In the copy, keep every record exact and leave out all images.

- **Listed records**
_ _ _ _ _ _ _
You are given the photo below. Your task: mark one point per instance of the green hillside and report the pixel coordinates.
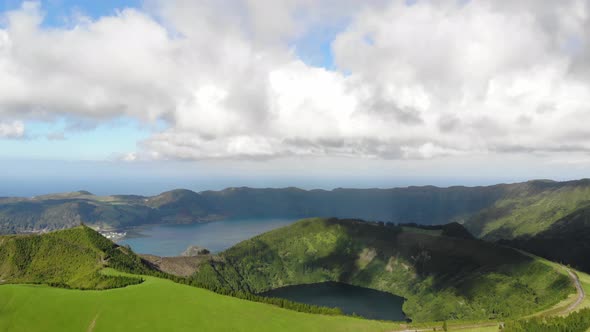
(529, 208)
(565, 241)
(70, 258)
(442, 277)
(156, 305)
(494, 212)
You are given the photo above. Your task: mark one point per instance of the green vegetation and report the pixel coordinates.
(529, 208)
(442, 277)
(156, 305)
(565, 241)
(574, 322)
(70, 258)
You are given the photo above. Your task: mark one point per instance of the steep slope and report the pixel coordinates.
(424, 205)
(529, 208)
(70, 258)
(441, 277)
(567, 240)
(495, 212)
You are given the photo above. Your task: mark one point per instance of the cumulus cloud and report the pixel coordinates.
(13, 129)
(435, 78)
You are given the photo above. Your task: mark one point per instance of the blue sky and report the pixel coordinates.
(127, 96)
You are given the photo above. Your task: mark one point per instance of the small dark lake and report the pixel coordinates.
(365, 302)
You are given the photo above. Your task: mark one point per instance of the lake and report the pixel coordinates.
(365, 302)
(172, 240)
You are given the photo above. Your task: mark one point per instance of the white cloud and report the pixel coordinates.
(423, 81)
(14, 129)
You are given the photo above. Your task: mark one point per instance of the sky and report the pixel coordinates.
(143, 96)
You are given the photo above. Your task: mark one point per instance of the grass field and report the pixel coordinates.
(156, 305)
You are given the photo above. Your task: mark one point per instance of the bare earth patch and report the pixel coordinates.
(93, 323)
(182, 266)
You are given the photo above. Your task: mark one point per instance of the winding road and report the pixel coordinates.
(579, 289)
(581, 295)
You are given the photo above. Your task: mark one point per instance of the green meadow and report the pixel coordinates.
(156, 305)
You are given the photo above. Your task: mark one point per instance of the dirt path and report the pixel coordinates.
(573, 306)
(579, 289)
(92, 324)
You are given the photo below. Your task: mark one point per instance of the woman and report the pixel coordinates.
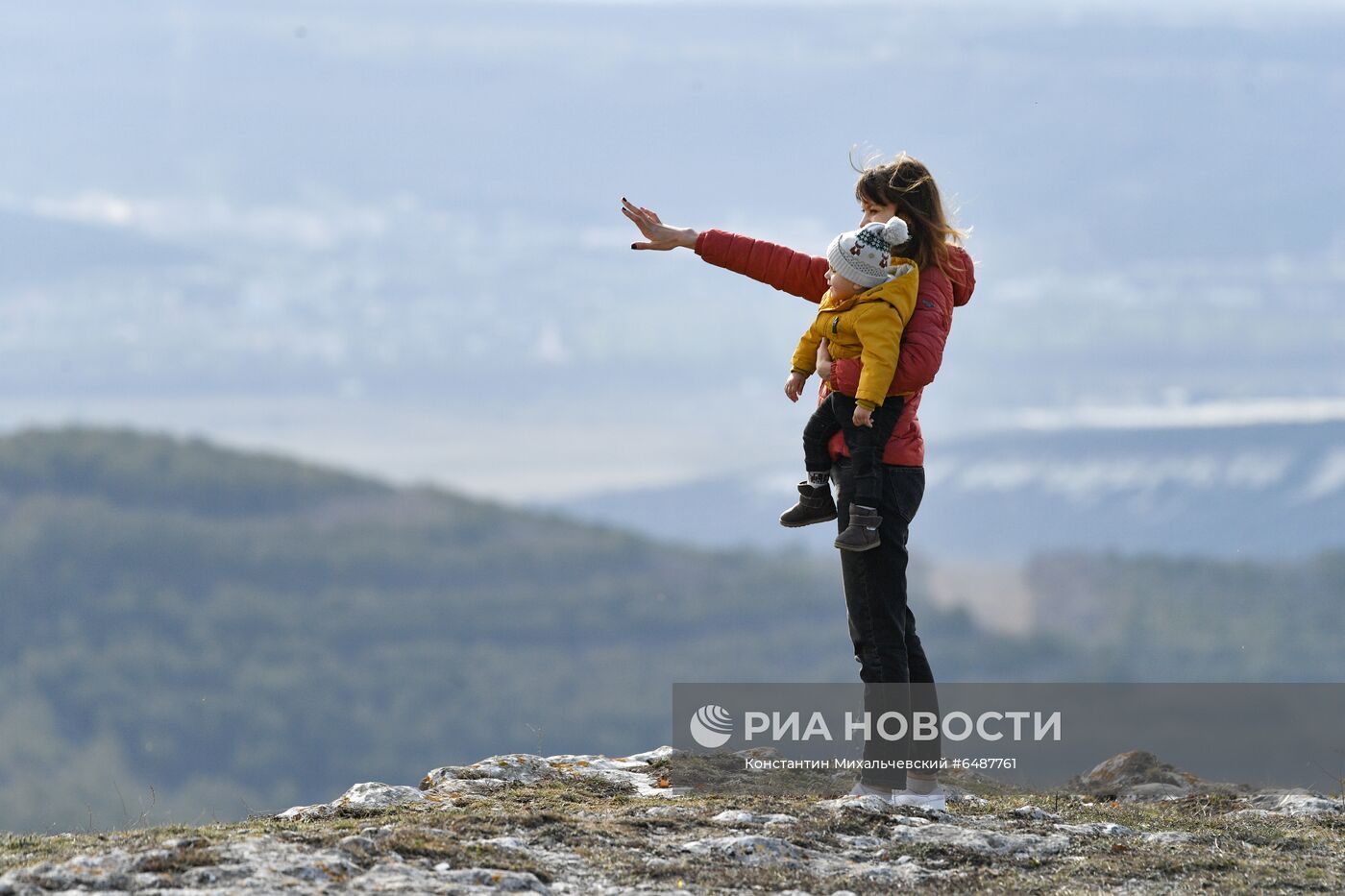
(883, 627)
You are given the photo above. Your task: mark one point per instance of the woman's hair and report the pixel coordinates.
(907, 183)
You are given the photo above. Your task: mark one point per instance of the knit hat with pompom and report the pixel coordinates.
(864, 255)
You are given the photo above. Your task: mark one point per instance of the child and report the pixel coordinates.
(870, 298)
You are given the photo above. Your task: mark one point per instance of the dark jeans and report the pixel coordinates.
(865, 443)
(883, 627)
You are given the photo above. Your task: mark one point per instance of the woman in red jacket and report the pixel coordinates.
(883, 627)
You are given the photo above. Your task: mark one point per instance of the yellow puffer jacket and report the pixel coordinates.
(867, 326)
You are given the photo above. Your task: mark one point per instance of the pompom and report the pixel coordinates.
(896, 231)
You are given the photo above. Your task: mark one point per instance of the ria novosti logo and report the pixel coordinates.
(712, 725)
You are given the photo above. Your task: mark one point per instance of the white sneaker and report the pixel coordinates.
(937, 799)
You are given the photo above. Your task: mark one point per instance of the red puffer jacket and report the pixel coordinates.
(921, 343)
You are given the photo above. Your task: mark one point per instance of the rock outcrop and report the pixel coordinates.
(648, 822)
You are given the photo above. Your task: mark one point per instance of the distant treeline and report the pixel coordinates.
(188, 633)
(244, 633)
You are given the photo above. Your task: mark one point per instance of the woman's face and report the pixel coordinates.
(874, 211)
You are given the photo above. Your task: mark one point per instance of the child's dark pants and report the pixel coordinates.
(865, 443)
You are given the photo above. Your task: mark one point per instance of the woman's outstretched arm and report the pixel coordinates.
(659, 235)
(794, 272)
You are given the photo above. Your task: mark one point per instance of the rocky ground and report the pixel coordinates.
(662, 822)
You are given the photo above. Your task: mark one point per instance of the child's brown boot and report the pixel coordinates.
(816, 505)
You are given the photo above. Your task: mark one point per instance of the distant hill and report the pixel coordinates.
(242, 631)
(1264, 492)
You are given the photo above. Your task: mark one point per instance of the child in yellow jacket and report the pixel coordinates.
(870, 298)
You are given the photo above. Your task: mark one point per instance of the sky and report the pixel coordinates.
(386, 235)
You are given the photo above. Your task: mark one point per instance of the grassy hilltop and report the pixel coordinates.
(729, 832)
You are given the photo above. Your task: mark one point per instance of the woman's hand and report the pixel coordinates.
(823, 361)
(659, 235)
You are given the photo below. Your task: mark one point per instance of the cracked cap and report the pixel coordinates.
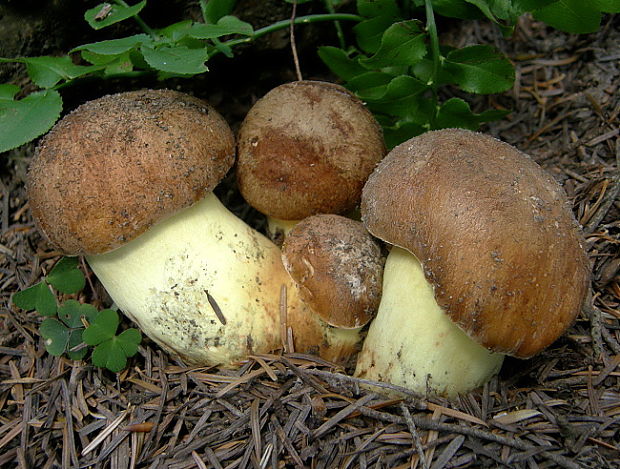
(116, 165)
(307, 147)
(494, 232)
(338, 267)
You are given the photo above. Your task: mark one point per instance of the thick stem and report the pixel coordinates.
(412, 343)
(206, 287)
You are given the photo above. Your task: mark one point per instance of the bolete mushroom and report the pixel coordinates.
(338, 267)
(487, 260)
(126, 180)
(305, 148)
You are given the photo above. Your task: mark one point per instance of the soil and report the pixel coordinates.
(558, 409)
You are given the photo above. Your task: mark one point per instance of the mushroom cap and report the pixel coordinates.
(307, 147)
(494, 232)
(338, 267)
(116, 165)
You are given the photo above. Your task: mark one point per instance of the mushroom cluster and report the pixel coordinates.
(487, 260)
(126, 180)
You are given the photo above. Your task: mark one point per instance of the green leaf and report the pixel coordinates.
(113, 64)
(56, 336)
(374, 8)
(24, 120)
(48, 71)
(226, 25)
(370, 85)
(401, 132)
(72, 312)
(460, 9)
(216, 9)
(176, 31)
(110, 355)
(480, 69)
(456, 113)
(8, 91)
(402, 97)
(102, 328)
(38, 297)
(607, 6)
(106, 14)
(129, 340)
(65, 276)
(115, 46)
(571, 16)
(180, 60)
(369, 32)
(402, 44)
(75, 339)
(340, 63)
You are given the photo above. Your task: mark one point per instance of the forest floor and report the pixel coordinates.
(558, 409)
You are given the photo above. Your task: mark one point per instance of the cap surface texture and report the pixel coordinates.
(494, 232)
(307, 147)
(338, 267)
(118, 164)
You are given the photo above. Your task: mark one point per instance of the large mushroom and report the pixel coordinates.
(127, 180)
(338, 267)
(305, 148)
(487, 260)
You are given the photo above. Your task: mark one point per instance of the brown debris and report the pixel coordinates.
(558, 409)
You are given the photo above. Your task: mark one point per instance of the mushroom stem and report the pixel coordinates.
(206, 287)
(278, 229)
(412, 343)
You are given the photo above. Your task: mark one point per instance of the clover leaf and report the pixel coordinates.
(37, 297)
(111, 351)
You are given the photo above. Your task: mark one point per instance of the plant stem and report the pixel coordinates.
(145, 27)
(203, 9)
(329, 5)
(283, 24)
(431, 27)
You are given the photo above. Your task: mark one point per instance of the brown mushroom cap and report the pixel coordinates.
(338, 267)
(305, 148)
(494, 232)
(116, 165)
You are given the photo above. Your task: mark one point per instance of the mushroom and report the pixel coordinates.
(487, 261)
(338, 267)
(127, 181)
(305, 148)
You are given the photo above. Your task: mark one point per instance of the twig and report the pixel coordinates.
(610, 197)
(594, 314)
(414, 435)
(427, 424)
(293, 44)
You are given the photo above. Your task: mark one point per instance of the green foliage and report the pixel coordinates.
(397, 65)
(106, 14)
(71, 327)
(111, 350)
(22, 120)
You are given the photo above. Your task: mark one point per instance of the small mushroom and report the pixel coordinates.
(127, 181)
(338, 267)
(487, 260)
(306, 148)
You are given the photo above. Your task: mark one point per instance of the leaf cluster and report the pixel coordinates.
_ _ _ _ _ _ _
- **Problem solution**
You are given the photo below. Your task: mark one point per instance of the green hillside and report the pixel coordinates.
(529, 208)
(565, 241)
(70, 258)
(442, 277)
(156, 305)
(494, 212)
You are given the photo above. Your task: mark one point per instance of the green vegetation and report the pixel coordinates.
(529, 208)
(442, 277)
(156, 305)
(565, 241)
(574, 322)
(70, 258)
You are given the photo above. Your task: mark one point per instance of the steep slope and report the pixel coordinates.
(424, 205)
(529, 208)
(70, 258)
(441, 277)
(567, 240)
(495, 212)
You are given the photo above. Your task: mark one point per instance of the cumulus cloud and report the pixel coordinates.
(13, 129)
(435, 78)
You are given the photo above. Your task: mark one point per instance of the blue sky and report the pixel coordinates.
(127, 96)
You are given the photo above. Your task: mark one point per instance of the small dark lake and report the pixel coordinates.
(365, 302)
You are given the photo above. Your task: mark one point per instance of the lake and report the pixel coordinates.
(365, 302)
(172, 240)
You are given the photo above. Your task: mark one point per instance of the white cloud and report the pixel coordinates.
(423, 81)
(14, 129)
You are given the photo above. Your task: mark one point per instance of the sky and report the pixel coordinates.
(143, 96)
You are given the photo above. Your task: mark one point per instance of the grass field and report the pixel coordinates.
(156, 305)
You are given the photo above. Your task: mark one point per instance of the bare earth patch and report the pixel coordinates.
(93, 323)
(182, 266)
You are given the photo above. Your task: mark one point per instance of the winding road and report the pixel coordinates.
(579, 289)
(581, 295)
You are given the photo above. Your task: mark one point per instance of the green meadow and report the pixel coordinates.
(156, 305)
You are given the photo above. Your task: mark one point per instance of the dirt path and report the pixel coordinates.
(573, 306)
(579, 289)
(92, 324)
You are given the photo below. Your task: mark one point per instance of the woman and report the pixel coordinates.
(883, 627)
You are given the photo above. Your task: mark one point per instance of the woman's hair and report the pixel coordinates.
(907, 183)
You are given the photo above. Your task: mark one point per instance of the knit hat with pompom and report the pixel coordinates.
(864, 255)
You are given the photo above. Your task: mark one point per instance of the child and report the pixel coordinates.
(870, 298)
You are given the photo above. Your task: mark one point per instance of the dark jeans and report the pixel coordinates.
(865, 443)
(883, 627)
You are given the photo above. Your task: mark one point per instance of the woman in red jacket and report the pixel coordinates.
(883, 627)
You are given the photo above. Your task: mark one point per instance of the yellow puffer jacket and report the pixel coordinates.
(867, 326)
You are given the photo above. Your task: mark one point per instance of the pompom and report the pixel coordinates.
(896, 231)
You are given the photo above. Your task: mark one point per instance of the ria novosti logo and report the pixel coordinates.
(712, 725)
You are given the photo above. Your task: mark one point per instance of the white sneaker and report the pixel coordinates.
(937, 799)
You are given the photo above. Your task: mark one point per instance of the red puffer jacket and report the pixel coordinates.
(921, 343)
You are given the photo above. Your task: mark one point per instance of the rock outcrop and report the pixel coordinates.
(648, 822)
You are given the photo above. Your task: mark one point per instance of the distant treeline and report the pixel coordinates.
(188, 633)
(244, 633)
You are given the photo above. Your task: mark one point per instance of the woman's face and report the pixel coordinates.
(874, 211)
You are given the photo above. Your task: mark one point per instance of the child's dark pants and report the pixel coordinates.
(865, 443)
You are given the photo above. Your task: mark one point per instance of the woman's outstretched arm and report the pixel coordinates.
(659, 235)
(794, 272)
You are given the photo above. Your task: mark one point per instance of the rocky ground and report the pixel coordinates.
(662, 822)
You are given the photo above. Your task: mark one point per instance of the child's brown boot and report the pixel coordinates.
(816, 505)
You are given the photo above. Your task: mark one point per instance of the distant hill and report the pixel coordinates.
(242, 631)
(1264, 492)
You are given the photo above. Your task: mark one point per instance of the child in yellow jacket and report the pixel coordinates.
(870, 298)
You are given the photo above. Your task: mark one point per instance of the sky and report the pixel coordinates.
(386, 235)
You are given the photo above. Your task: mark one point per instance of the grassy hilltop and report the pixel coordinates.
(729, 832)
You are given the photo above. Your task: mark one point per instance of the woman's hand and report the pixel coordinates.
(823, 361)
(659, 235)
You are given the photo below. Your task: mark one point per instance of the cracked cap and report the pixel coordinates.
(116, 165)
(307, 147)
(494, 232)
(338, 267)
You are given the photo above. Your task: mark one point per instance of the thick stem and report the pixel coordinates.
(412, 343)
(206, 287)
You are given the photo above. Your task: mark one point per instance of the bolete mushroom and report the pixel coordinates.
(338, 267)
(487, 260)
(126, 180)
(305, 148)
You are given the photo above. Your task: mark one point per instance of the soil and report the pixel coordinates.
(558, 409)
You are given the photo above. Your task: mark one point per instance of the mushroom cap and report the pixel coordinates.
(307, 147)
(494, 232)
(338, 267)
(116, 165)
You are given the photo above. Your task: mark one point per instance of the mushroom cluster and report the pixel coordinates.
(487, 260)
(126, 180)
You are given the photo above. Your task: mark one point per instance of the green leaf and report the pixel coordinates.
(113, 64)
(56, 336)
(374, 8)
(24, 120)
(48, 71)
(226, 25)
(370, 85)
(401, 132)
(72, 312)
(460, 9)
(216, 9)
(176, 31)
(110, 355)
(480, 69)
(456, 113)
(8, 91)
(402, 97)
(102, 328)
(38, 297)
(607, 6)
(106, 14)
(129, 340)
(65, 276)
(115, 46)
(571, 16)
(180, 60)
(369, 32)
(402, 44)
(75, 339)
(340, 63)
You are given the photo above. Your task: mark one point per instance of the forest floor and report the pixel coordinates.
(558, 409)
You are given the photo above. Your task: mark one point per instance of the cap surface texture and report the pixel coordinates.
(494, 232)
(307, 147)
(338, 267)
(118, 164)
You are given the photo above. Your task: mark one point per instance of the large mushroom and report the pixel coordinates.
(127, 180)
(338, 267)
(305, 148)
(487, 260)
You are given the photo above. Your task: mark one point per instance of the brown debris and report the pixel coordinates.
(558, 409)
You are given the photo above. Your task: mark one point per instance of the mushroom stem and report the pixel coordinates.
(206, 287)
(278, 229)
(412, 343)
You are given the photo above. Your task: mark one point per instance of the clover leaf and report the pixel coordinates.
(37, 297)
(111, 351)
You are given the photo above. Your task: mark one point per instance of the plant stem and report the pixel coordinates.
(145, 27)
(203, 9)
(329, 5)
(283, 24)
(431, 27)
You are given the photo above. Your task: mark one point per instance of the brown mushroom cap and report the pixel coordinates.
(338, 267)
(305, 148)
(494, 232)
(116, 165)
You are given the photo above. Your task: mark one point per instance of the mushroom and report the pixel coordinates.
(487, 261)
(338, 267)
(127, 181)
(305, 148)
You are given the photo above. Your task: mark one point per instance of the twig and report the pixel coordinates.
(610, 197)
(594, 314)
(414, 435)
(427, 424)
(293, 44)
You are given the photo above. Your task: mark one point per instance of the green foliage and report the pixel coordinates.
(397, 65)
(106, 14)
(71, 327)
(111, 350)
(22, 120)
You are given the photo above. Your task: mark one point per instance of the small mushroom and report the pixel coordinates.
(127, 181)
(338, 267)
(487, 260)
(306, 148)
You are given the photo above. Your task: mark one point per instance of the leaf cluster and report the pixel coordinates.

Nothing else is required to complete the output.